[Extracts from box-labeled datasets]
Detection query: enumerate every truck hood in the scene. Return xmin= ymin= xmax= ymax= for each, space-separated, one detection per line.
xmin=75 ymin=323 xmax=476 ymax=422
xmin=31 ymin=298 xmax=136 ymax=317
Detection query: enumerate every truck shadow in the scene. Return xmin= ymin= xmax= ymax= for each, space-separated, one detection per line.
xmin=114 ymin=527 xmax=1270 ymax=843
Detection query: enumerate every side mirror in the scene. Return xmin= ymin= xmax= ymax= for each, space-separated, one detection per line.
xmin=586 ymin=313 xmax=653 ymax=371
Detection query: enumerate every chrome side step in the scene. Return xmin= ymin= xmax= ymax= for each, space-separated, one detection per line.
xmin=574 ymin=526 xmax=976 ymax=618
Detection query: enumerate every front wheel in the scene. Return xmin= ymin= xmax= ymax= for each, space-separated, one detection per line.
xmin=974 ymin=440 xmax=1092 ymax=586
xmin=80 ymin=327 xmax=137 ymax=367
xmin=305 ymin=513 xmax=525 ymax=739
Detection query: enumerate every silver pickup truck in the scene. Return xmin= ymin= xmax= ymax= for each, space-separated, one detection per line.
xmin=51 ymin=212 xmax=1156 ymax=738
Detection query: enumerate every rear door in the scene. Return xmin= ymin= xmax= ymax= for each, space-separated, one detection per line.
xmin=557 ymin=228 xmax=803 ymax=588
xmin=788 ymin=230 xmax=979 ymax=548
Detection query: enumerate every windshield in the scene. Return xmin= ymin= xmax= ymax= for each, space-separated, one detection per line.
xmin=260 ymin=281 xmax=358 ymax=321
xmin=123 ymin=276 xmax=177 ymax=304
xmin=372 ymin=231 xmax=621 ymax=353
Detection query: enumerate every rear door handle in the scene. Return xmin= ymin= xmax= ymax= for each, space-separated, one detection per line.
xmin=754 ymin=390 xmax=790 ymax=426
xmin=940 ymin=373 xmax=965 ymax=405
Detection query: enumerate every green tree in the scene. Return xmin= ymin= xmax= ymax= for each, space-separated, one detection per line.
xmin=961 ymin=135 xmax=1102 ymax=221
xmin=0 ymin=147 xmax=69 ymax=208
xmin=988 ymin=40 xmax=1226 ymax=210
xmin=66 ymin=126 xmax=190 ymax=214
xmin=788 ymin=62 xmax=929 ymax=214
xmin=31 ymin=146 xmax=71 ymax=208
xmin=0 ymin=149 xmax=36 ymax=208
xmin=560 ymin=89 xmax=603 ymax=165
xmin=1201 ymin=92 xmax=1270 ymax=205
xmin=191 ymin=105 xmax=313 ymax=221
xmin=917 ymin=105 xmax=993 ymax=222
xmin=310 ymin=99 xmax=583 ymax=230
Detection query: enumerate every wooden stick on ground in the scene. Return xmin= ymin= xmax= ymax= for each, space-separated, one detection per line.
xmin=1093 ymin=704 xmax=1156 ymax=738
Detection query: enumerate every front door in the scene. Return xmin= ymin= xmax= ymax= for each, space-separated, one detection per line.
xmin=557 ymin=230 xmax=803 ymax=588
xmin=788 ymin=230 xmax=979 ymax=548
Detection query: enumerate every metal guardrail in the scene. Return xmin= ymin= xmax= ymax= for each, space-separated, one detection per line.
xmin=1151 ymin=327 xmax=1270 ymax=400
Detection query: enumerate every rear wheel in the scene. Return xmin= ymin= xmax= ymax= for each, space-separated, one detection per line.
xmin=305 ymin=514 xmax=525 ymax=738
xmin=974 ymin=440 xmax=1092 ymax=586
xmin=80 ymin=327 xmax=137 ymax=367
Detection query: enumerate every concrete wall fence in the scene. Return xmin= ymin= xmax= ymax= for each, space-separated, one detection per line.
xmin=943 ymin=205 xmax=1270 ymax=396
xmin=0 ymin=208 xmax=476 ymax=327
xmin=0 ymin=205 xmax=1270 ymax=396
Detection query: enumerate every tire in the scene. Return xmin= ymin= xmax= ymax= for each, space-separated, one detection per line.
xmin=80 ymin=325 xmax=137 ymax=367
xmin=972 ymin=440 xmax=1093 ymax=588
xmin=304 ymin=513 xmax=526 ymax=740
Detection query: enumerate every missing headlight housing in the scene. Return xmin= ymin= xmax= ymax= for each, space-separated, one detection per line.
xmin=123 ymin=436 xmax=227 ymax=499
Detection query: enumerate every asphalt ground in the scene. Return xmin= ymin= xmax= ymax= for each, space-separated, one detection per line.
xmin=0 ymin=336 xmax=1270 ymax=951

Aim of the exercise
Reproduce the lines above verbatim, from the start of the records through the line containing "xmin=372 ymin=231 xmax=621 ymax=353", with both ends included.

Reply to the task
Detection query: enumerate every truck hood in the scene. Return xmin= ymin= xmax= ymax= for each, space-separated, one detection per line.
xmin=75 ymin=323 xmax=476 ymax=422
xmin=31 ymin=298 xmax=136 ymax=317
Detection query: enumerate every truck shadow in the scene. Return xmin= ymin= xmax= ymax= for each, space-separated, one detection per line.
xmin=114 ymin=527 xmax=1270 ymax=843
Detection query: enumerate every side mirror in the scene. Return xmin= ymin= xmax= ymax= for each, space-separated, one detection per line.
xmin=586 ymin=313 xmax=653 ymax=371
Detection query: enumerate every chrome side step in the scene. Return xmin= ymin= xmax= ymax= for each, space-separated, one detection per line.
xmin=574 ymin=526 xmax=976 ymax=618
Detection query: enumerate every front wheel in the scene. Return xmin= ymin= xmax= ymax= for each, space-separated, one detection per line.
xmin=974 ymin=440 xmax=1092 ymax=586
xmin=80 ymin=327 xmax=137 ymax=367
xmin=305 ymin=513 xmax=525 ymax=739
Detection query: enumerate every silver pickup truck in the scene. Return xmin= ymin= xmax= ymax= for each, space-separated, one detection per line.
xmin=51 ymin=212 xmax=1156 ymax=738
Detection query: enumerate every rear door in the scene. Return xmin= ymin= xmax= ymax= for each, space-separated, one detection per line.
xmin=557 ymin=228 xmax=803 ymax=588
xmin=788 ymin=230 xmax=979 ymax=548
Detection query: enumerate every windshield in the scene. Return xmin= ymin= xmax= ymax= for each, space-separated, one detection per line.
xmin=260 ymin=281 xmax=358 ymax=321
xmin=123 ymin=276 xmax=177 ymax=304
xmin=372 ymin=231 xmax=621 ymax=353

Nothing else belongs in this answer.